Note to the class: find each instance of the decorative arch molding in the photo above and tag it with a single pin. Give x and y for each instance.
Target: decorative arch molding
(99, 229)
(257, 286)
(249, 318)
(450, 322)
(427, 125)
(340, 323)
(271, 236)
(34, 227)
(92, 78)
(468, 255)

+ + +

What this task involves =
Copy out every line of the items above, request lines included. Scale each x and y coordinate in the answers by 0.3 and round to the nearest whole number, rounding halves up.

Finished exercise =
Note to the class: find each instance of the decorative arch molding in the photo above and tag it with a single pin. Give x and y for each instance.
Target: decorative arch molding
(30, 69)
(77, 86)
(75, 95)
(135, 97)
(128, 38)
(102, 97)
(81, 71)
(10, 68)
(28, 23)
(140, 77)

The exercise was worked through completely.